● What you have to do
Please collect every line of the data below that contains the word "green", and copy each one out.

● Data section
┌──

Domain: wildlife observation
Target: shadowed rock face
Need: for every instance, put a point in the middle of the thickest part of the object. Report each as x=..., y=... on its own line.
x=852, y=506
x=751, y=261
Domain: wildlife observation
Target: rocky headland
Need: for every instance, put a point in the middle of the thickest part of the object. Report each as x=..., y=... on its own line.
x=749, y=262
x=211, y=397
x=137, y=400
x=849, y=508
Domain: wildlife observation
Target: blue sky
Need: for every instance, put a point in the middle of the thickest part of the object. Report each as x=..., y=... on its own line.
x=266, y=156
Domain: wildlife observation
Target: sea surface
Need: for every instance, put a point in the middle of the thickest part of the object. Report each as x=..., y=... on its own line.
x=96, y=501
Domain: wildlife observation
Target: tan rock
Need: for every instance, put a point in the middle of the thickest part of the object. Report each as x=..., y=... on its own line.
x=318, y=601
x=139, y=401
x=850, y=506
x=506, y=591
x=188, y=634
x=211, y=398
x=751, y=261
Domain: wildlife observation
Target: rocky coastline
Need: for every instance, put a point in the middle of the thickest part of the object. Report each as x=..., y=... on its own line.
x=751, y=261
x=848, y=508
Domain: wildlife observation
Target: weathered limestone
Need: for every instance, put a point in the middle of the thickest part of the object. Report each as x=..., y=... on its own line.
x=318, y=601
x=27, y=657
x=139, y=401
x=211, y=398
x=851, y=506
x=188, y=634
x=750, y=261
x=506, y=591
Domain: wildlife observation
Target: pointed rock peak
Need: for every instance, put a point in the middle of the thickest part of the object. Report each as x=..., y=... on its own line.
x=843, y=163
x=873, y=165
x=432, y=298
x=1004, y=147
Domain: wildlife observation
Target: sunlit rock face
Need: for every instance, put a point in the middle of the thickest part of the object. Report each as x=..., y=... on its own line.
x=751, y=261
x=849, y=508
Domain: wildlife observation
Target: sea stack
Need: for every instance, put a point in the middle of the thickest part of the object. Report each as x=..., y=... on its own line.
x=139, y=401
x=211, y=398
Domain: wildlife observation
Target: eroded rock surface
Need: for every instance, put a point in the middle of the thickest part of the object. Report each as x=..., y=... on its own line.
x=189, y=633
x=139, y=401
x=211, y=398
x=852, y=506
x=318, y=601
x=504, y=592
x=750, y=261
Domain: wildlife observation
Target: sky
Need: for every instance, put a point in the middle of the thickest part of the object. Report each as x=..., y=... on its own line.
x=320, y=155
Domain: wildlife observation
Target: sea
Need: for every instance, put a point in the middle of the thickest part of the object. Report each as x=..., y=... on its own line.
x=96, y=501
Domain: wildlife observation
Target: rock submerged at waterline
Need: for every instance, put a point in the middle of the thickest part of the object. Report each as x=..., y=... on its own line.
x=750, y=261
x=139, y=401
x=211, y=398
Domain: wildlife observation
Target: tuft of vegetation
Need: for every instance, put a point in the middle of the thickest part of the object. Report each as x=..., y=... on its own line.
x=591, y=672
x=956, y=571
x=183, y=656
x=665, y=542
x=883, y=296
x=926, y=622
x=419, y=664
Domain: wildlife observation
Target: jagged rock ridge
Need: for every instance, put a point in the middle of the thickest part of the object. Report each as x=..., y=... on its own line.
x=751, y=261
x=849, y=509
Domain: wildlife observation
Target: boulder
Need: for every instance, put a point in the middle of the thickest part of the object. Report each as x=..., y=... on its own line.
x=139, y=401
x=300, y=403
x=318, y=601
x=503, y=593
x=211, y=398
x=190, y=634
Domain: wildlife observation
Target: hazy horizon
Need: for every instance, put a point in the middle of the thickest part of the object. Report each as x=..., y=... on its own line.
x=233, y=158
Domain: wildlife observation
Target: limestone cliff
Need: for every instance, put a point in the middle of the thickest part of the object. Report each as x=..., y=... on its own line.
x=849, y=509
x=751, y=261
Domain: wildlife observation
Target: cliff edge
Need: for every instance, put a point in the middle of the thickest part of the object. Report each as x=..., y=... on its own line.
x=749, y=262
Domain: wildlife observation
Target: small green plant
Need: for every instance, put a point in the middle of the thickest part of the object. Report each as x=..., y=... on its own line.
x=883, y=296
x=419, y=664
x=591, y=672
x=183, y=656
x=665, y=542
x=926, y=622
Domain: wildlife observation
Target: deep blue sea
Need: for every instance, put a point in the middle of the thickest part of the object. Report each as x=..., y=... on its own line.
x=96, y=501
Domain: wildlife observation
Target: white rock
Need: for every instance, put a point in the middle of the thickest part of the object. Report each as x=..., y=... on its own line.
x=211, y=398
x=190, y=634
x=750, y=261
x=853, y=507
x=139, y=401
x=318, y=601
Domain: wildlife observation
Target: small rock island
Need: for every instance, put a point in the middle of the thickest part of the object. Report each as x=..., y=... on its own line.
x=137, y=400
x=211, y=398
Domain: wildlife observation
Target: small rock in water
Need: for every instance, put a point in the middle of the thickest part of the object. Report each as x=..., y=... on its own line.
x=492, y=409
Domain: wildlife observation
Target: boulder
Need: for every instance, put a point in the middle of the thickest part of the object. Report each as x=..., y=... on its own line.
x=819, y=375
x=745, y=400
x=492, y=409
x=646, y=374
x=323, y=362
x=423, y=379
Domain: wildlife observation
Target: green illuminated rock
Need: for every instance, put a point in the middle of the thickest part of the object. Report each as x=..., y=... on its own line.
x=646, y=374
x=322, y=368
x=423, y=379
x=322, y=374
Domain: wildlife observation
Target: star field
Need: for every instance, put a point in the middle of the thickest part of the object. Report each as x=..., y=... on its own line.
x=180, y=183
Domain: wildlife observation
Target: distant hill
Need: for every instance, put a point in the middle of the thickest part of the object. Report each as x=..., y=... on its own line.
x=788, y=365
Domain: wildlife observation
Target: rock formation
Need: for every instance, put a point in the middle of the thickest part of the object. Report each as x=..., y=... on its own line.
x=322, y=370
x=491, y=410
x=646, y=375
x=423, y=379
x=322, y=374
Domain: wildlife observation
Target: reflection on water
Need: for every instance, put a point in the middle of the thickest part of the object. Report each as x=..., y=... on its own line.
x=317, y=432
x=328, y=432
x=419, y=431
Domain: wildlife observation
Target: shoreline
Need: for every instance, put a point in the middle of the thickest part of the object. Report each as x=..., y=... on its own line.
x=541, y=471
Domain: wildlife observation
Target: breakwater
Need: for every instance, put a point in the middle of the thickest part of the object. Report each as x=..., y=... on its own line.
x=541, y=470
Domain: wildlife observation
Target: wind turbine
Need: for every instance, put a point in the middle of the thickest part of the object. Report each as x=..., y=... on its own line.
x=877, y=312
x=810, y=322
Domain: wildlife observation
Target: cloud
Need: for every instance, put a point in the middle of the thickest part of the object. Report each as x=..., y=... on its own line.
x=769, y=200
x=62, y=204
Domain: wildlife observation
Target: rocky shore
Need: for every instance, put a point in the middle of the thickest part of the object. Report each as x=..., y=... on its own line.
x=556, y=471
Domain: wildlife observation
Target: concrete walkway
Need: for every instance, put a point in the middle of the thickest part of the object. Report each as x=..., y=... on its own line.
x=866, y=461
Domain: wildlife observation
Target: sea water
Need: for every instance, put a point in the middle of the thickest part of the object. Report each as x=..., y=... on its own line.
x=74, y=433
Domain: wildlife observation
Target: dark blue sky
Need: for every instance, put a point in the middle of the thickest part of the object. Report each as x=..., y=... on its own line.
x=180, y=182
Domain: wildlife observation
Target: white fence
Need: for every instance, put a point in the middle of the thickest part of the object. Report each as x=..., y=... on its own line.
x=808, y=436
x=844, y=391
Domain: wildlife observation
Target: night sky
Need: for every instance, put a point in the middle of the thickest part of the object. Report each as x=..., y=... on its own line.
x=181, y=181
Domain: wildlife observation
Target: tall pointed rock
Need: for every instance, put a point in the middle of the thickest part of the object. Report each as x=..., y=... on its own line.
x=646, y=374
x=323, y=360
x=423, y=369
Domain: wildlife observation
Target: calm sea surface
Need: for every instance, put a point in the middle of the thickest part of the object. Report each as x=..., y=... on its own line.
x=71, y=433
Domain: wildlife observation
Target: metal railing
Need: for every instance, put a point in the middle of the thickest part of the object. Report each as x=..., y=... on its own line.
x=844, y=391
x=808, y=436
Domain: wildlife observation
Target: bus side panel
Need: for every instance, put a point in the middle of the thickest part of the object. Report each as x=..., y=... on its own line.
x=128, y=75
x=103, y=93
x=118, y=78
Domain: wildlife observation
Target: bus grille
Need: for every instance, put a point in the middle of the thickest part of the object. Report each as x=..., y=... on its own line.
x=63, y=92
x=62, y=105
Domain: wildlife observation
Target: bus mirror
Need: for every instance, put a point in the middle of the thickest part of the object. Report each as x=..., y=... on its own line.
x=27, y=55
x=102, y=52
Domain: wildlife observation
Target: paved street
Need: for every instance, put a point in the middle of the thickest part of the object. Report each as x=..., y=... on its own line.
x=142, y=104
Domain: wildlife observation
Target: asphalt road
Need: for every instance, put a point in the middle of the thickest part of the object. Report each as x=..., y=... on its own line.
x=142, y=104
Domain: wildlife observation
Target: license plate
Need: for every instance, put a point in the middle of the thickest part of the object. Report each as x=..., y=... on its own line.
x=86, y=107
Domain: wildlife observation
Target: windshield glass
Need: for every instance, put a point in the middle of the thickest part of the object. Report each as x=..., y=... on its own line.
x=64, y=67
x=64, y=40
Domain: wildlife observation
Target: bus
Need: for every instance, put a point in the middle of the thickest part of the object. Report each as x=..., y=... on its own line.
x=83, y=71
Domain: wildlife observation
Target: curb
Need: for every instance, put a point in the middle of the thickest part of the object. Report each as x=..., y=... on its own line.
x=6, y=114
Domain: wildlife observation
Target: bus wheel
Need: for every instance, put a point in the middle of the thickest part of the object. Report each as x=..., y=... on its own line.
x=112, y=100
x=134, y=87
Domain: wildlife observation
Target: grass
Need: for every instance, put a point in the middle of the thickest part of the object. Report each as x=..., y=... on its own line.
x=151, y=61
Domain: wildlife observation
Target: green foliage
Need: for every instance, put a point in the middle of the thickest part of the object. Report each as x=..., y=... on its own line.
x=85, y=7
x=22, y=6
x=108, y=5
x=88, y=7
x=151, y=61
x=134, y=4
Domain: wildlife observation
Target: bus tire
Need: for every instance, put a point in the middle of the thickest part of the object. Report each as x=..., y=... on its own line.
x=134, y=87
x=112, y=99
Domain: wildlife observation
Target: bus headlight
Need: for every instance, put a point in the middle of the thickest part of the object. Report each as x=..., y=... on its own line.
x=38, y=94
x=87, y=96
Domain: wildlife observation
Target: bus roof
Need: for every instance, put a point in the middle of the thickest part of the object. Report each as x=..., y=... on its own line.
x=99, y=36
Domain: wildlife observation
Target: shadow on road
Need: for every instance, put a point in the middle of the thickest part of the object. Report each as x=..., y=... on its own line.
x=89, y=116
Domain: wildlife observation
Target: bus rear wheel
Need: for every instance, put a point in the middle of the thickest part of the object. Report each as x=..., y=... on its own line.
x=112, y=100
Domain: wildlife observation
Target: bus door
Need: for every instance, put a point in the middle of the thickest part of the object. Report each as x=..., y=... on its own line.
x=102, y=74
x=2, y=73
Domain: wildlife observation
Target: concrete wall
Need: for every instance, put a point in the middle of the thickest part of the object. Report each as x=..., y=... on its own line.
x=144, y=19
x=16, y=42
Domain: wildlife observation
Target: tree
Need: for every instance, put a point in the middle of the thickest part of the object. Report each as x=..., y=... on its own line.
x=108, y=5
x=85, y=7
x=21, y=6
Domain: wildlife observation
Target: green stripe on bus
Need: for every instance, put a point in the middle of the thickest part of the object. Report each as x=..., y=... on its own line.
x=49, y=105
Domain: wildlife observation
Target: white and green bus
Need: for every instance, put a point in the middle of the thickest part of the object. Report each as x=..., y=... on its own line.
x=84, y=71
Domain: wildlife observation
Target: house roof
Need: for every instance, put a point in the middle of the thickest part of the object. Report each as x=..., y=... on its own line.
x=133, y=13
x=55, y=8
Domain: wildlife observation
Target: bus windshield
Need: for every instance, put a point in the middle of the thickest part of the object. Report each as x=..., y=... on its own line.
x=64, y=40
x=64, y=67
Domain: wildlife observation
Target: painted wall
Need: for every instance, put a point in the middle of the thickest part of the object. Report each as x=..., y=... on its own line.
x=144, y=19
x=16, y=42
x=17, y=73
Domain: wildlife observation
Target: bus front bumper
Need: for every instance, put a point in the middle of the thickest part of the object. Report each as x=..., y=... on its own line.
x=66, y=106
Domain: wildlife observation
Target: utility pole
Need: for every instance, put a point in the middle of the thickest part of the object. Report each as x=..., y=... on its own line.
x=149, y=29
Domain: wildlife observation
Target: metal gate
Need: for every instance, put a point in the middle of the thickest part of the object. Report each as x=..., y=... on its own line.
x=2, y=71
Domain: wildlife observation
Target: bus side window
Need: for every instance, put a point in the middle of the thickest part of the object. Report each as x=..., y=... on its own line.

└──

● The result
Target: small green plant
Target: green illuminated rock
Target: green foliage
Target: green stripe on bus
Target: white and green bus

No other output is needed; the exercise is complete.